- _WHAT THE TASK ASKS_: Repeat the records below verbatim.

+-------+

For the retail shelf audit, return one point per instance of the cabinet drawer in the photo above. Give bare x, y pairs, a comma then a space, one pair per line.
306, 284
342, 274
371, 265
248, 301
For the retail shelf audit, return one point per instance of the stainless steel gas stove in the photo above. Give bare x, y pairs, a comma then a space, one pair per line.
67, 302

+-------+

- _WRITTEN REPLY_:
For the retail shelf audit, return one point per instance of the cabinet drawer in the photo above. Give bare x, y pairs, a comma then a space, one pair per line.
306, 284
342, 274
371, 265
248, 301
For the retail shelf audit, return one point per instance of the stainless steel gas stove in the photo above. Give bare x, y pairs, a comma then a space, one pair per line.
67, 302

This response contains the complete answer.